> [DATA FOR PROCESSING]
-------
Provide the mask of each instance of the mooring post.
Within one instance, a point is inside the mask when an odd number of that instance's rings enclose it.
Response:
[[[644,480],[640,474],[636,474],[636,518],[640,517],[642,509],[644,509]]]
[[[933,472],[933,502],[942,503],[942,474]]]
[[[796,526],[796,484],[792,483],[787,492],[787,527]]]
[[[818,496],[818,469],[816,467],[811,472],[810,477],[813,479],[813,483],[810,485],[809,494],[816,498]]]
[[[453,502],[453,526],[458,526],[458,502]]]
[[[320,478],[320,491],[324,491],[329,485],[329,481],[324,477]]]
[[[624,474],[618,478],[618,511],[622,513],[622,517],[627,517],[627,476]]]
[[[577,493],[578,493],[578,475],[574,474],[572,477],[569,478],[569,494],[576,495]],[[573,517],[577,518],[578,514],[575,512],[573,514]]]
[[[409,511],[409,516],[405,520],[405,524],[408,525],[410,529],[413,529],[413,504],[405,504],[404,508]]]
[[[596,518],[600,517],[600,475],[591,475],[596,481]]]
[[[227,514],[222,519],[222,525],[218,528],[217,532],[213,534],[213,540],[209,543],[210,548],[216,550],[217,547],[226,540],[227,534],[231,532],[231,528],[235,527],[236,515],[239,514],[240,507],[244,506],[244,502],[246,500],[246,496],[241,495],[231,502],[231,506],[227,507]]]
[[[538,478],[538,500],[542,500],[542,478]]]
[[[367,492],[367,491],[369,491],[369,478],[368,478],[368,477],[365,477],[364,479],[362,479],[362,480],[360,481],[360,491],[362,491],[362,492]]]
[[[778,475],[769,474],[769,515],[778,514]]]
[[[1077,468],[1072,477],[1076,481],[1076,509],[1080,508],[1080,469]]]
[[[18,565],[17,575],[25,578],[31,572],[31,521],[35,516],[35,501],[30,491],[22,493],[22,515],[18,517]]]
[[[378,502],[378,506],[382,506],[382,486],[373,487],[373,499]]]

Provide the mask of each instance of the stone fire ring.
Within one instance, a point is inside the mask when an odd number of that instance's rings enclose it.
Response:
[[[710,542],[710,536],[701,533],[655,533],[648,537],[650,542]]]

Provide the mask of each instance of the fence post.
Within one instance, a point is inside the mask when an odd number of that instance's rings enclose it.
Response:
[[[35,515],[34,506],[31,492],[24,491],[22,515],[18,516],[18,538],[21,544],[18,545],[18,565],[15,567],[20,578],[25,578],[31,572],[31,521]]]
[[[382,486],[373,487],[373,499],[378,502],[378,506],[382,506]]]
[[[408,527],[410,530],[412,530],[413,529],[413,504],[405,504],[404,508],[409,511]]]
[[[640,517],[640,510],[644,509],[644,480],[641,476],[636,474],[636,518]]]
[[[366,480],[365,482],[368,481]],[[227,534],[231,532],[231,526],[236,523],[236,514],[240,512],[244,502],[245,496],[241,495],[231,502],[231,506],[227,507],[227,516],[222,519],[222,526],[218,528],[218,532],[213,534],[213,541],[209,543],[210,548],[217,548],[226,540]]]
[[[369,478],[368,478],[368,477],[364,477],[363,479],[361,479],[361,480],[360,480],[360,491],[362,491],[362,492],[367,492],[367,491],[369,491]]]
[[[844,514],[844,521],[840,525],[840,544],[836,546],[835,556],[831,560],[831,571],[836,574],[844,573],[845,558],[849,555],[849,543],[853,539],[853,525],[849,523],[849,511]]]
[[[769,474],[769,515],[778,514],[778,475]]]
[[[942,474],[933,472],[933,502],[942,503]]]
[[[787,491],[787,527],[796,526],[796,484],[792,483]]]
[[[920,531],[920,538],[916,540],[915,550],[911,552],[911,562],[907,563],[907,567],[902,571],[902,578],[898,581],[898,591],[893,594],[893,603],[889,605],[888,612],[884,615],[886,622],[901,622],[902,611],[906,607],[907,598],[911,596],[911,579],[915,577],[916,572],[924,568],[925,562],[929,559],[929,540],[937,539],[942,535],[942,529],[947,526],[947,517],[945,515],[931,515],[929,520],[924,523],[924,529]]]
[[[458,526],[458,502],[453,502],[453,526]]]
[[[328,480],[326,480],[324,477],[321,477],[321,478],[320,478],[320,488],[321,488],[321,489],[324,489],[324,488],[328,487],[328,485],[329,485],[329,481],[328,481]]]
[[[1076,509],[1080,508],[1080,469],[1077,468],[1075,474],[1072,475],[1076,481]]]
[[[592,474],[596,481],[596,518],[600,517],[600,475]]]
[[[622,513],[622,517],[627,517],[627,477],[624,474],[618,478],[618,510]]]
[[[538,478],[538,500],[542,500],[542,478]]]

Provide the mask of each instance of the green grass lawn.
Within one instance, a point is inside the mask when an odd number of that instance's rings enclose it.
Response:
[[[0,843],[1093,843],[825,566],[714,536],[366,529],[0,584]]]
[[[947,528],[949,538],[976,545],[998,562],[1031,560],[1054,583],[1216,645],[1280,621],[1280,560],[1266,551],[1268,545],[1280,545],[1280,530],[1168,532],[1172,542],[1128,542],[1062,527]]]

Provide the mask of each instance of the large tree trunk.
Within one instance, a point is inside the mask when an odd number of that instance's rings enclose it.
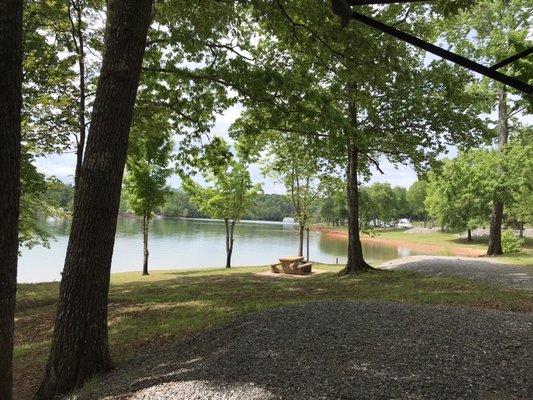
-------
> [TRY IT]
Copy out every line of the material above that mentions the word "Provide".

> [REPLY TO THE TASK]
Provide the mask of each instance of the mooring post.
Provide the mask of each instance of the stone fire ring.
Provide the mask of each instance of the fence post.
Provide the mask of each instance of the green grass lawn.
Provide the mask of each instance of the large tree trunk.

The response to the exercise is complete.